■ Provided records:
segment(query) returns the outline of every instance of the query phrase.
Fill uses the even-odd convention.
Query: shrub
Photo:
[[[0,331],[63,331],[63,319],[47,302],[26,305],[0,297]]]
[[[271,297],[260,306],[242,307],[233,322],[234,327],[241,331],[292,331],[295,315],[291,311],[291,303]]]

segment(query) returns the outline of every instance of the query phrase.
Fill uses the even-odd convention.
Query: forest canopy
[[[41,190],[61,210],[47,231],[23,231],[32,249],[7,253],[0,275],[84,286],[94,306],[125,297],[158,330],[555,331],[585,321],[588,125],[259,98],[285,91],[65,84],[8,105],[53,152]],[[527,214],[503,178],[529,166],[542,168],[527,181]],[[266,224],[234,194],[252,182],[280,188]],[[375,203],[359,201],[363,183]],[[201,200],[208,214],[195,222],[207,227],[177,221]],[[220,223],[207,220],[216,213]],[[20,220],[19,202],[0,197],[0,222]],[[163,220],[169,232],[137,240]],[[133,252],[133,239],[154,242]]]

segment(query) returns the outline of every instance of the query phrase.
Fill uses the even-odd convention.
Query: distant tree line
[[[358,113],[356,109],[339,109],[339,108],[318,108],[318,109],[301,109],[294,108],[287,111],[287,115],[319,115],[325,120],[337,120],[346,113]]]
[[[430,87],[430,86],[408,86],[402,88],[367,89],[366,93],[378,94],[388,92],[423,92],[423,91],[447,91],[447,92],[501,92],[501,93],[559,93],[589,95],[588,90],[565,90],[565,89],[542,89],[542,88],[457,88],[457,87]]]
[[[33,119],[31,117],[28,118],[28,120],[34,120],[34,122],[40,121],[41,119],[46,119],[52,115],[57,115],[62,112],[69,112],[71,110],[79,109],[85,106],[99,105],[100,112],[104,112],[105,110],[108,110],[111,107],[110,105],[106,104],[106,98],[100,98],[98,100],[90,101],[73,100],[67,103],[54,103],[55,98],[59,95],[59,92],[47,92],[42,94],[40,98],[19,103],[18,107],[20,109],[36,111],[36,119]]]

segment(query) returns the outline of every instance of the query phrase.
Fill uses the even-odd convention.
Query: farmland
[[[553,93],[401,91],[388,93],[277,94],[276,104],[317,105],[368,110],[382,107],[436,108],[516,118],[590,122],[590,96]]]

■ To do: All of the material above should be set down again, unaltered.

■ Written answer:
segment(query) returns the outline of every instance of the query phrase.
Fill uses the even-odd convention.
Query: shrub
Photo:
[[[0,331],[63,331],[63,319],[47,302],[26,305],[0,297]]]
[[[271,297],[260,306],[242,307],[233,322],[234,327],[241,331],[292,331],[295,315],[291,311],[291,303]]]

segment(query) returns the outline of every instance of the query phrase.
Fill uses the even-odd convention.
Query: forest canopy
[[[41,190],[61,210],[47,231],[23,231],[32,249],[7,253],[0,275],[84,286],[94,306],[125,297],[158,330],[555,331],[585,321],[588,125],[259,98],[285,91],[65,84],[8,105],[53,152]],[[527,214],[503,178],[529,166],[542,168],[527,181]],[[266,224],[234,194],[252,182],[280,188]],[[375,203],[359,201],[363,183]],[[201,200],[208,214],[195,222],[207,227],[177,221]],[[220,223],[207,220],[216,213]],[[20,220],[19,202],[0,197],[0,222]],[[163,220],[169,232],[137,240]],[[133,252],[133,239],[154,242]]]

segment(query) returns the outline of every instance of the query phrase.
Fill uses the even-odd convention.
Query: distant tree line
[[[358,113],[356,109],[339,109],[339,108],[318,108],[318,109],[301,109],[294,108],[287,111],[287,115],[319,115],[325,120],[337,120],[346,113]]]
[[[430,87],[430,86],[408,86],[402,88],[367,89],[366,93],[378,94],[388,92],[423,92],[423,91],[447,91],[447,92],[501,92],[501,93],[559,93],[589,95],[588,90],[565,90],[565,89],[542,89],[542,88],[457,88],[457,87]]]
[[[33,119],[31,117],[28,118],[28,120],[34,120],[34,122],[40,121],[41,119],[46,119],[52,115],[57,115],[62,112],[69,112],[71,110],[79,109],[85,106],[99,105],[100,112],[104,112],[105,110],[108,110],[111,107],[110,105],[106,104],[106,98],[100,98],[98,100],[90,101],[73,100],[67,103],[54,103],[55,98],[59,95],[59,92],[47,92],[42,94],[40,98],[19,103],[18,107],[20,109],[36,111],[36,119]]]

segment(query) returns the outline of every instance of the query phrase.
Fill uses the even-odd convention.
Query: farmland
[[[553,93],[401,91],[388,93],[277,94],[276,104],[317,105],[368,110],[382,107],[436,108],[516,118],[590,122],[590,96]]]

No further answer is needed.